** BEGIN Stored records **

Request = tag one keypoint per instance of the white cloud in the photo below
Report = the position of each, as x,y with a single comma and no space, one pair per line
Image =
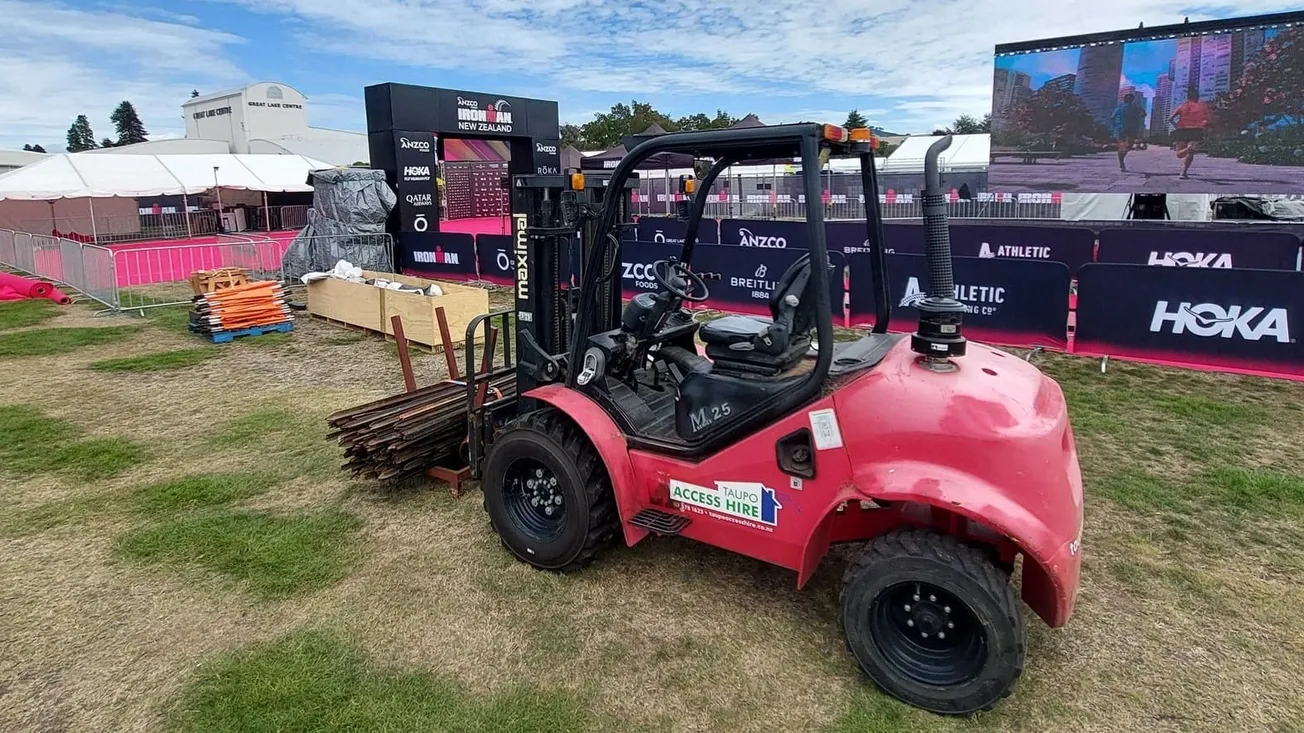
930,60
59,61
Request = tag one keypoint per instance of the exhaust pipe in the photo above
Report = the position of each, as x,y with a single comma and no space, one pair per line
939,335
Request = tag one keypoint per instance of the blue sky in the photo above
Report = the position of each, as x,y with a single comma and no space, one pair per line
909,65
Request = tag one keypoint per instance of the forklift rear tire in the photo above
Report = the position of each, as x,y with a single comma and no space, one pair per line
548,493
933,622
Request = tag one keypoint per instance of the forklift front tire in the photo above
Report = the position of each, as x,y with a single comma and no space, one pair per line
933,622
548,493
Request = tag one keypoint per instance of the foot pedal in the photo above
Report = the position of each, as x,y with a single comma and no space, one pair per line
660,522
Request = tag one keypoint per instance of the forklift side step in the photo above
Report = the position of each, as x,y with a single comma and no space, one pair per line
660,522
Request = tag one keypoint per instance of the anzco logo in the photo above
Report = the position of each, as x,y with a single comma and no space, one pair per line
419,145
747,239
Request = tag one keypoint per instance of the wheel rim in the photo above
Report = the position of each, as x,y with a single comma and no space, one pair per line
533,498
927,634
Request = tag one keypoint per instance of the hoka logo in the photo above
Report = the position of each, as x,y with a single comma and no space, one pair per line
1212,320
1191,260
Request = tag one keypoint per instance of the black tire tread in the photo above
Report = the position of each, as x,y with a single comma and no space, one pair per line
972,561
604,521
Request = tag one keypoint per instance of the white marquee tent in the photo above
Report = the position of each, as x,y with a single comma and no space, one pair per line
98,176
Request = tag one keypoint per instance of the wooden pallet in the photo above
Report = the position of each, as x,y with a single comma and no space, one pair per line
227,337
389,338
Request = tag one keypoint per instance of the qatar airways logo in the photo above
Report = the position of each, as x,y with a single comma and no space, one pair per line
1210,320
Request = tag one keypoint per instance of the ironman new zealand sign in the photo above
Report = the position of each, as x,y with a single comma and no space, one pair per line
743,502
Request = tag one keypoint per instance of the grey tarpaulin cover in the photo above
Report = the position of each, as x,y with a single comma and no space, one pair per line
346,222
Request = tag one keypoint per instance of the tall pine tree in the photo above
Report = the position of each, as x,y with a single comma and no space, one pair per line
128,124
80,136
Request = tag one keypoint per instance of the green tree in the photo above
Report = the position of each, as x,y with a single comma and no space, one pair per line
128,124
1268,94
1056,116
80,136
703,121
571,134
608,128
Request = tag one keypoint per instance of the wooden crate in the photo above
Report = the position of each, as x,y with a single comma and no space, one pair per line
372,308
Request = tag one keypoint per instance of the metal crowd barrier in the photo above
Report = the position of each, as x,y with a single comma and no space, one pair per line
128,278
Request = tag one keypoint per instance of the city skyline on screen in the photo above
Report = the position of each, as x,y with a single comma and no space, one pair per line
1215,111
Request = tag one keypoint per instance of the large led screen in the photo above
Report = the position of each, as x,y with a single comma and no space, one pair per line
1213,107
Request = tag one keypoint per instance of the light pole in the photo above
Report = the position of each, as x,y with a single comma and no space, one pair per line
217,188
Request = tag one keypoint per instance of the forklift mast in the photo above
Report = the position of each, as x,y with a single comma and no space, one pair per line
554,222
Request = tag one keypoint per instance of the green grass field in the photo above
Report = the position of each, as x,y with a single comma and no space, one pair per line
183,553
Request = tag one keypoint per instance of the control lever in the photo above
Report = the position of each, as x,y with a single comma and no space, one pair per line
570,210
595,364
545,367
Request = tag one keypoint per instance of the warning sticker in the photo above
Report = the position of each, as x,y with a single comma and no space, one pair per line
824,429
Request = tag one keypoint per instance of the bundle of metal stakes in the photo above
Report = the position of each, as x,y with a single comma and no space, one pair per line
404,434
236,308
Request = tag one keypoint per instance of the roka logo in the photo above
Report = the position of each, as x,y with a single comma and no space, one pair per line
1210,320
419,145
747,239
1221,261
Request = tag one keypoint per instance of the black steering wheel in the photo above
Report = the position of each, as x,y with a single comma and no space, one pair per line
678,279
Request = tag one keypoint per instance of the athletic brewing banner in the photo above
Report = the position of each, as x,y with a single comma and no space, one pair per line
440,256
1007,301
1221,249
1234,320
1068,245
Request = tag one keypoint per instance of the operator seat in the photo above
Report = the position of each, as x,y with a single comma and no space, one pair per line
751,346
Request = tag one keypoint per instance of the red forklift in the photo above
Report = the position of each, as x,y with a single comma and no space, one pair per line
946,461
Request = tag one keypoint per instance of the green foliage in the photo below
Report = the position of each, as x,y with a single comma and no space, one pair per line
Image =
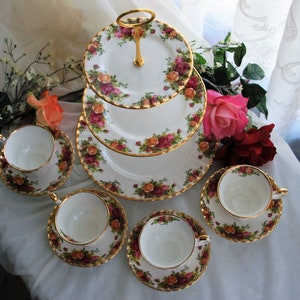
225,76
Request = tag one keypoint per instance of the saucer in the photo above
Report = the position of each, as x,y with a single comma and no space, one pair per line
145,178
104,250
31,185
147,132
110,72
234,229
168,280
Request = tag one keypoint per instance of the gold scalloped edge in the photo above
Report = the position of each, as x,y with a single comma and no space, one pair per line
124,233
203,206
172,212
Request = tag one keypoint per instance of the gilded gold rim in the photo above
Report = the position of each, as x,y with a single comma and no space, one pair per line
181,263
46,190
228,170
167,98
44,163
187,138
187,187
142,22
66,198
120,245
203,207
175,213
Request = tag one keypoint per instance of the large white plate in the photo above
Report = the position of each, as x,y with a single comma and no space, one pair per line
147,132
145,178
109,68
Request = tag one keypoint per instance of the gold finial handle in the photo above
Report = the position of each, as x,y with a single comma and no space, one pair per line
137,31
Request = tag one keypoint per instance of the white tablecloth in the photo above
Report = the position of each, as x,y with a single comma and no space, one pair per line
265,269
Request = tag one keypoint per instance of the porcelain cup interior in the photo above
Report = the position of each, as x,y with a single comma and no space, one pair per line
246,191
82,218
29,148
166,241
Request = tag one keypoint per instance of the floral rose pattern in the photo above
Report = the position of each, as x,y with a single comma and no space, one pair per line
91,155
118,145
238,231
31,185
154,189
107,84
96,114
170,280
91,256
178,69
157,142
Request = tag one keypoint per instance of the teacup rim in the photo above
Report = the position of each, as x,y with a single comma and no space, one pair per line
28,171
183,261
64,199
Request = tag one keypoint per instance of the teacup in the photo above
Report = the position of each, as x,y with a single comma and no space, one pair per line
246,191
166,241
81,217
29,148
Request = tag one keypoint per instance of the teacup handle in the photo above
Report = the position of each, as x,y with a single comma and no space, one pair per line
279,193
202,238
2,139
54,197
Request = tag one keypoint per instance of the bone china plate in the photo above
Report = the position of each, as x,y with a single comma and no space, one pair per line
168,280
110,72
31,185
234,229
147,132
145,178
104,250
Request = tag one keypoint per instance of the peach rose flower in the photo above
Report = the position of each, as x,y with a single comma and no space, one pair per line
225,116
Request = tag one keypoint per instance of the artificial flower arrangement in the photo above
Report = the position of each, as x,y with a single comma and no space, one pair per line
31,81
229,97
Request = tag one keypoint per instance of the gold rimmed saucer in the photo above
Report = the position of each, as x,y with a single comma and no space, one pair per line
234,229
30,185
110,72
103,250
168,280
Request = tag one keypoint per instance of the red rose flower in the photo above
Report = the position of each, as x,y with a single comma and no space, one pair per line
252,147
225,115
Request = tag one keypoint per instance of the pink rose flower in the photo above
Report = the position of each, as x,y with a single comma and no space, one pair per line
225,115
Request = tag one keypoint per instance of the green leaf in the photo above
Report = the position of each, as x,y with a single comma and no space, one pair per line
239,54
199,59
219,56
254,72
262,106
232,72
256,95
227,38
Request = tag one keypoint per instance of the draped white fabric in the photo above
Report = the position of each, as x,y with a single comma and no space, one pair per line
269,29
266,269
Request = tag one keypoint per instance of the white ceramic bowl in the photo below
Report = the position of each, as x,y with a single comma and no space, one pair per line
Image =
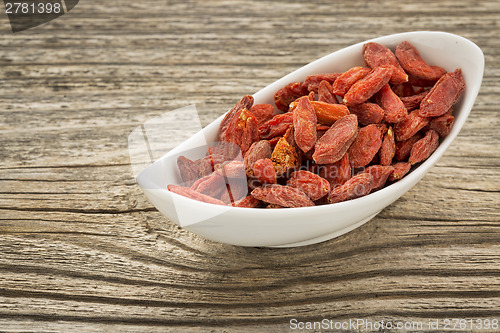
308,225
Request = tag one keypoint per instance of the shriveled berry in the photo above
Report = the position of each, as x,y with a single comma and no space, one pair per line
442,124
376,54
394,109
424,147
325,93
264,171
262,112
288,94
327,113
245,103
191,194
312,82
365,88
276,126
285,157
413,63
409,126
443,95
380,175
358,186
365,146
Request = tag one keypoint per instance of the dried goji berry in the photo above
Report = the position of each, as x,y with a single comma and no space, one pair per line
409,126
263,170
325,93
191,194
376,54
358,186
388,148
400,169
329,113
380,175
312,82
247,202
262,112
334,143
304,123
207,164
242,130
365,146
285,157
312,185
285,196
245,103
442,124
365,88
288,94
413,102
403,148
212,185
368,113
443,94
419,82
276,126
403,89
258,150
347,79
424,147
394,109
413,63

** END Stored records **

__Written task__. Reproduce the part of the records that opens with the line containing "Request = tag one keypoint per instance of the draped" and closes at the end of the records, swapping "shriveled berry" for "wrinkled berry" and leaving everything else unchanged. Omit the pictures from your answer.

__Result of this task__.
Request = tag one keypoint per instance of the draped white fabric in the photo above
Report = the position of each, as x,y with a single comma and no space, one pair per line
269,29
266,269
Request = tag one keypoint per instance of the white ceramic bowl in the photo below
Report = the position of each, as x,y with a single comma and no space, one pair per line
Image =
308,225
Request = tag one keypoint per instance of the wrinkled berry in the photo above
Report = the position of each, as x,y with a single comma and no space, one pair per line
442,124
376,54
394,109
424,147
325,93
264,171
262,112
288,94
327,113
245,103
191,194
312,82
365,88
276,126
285,157
413,63
409,126
443,95
380,175
358,186
365,146
Request = tag one keypoint per instance of the dried goji berry in the photo above
Report = the position of each, as x,y with a single comma and no space, one pair per line
409,126
263,170
325,93
191,194
376,54
358,186
388,148
400,169
329,113
380,175
312,82
247,202
262,112
334,143
304,123
207,164
242,130
365,146
285,157
312,185
285,196
245,103
442,124
365,88
288,94
413,102
403,148
212,185
368,113
443,94
419,82
276,126
403,89
258,150
347,79
424,147
394,109
413,63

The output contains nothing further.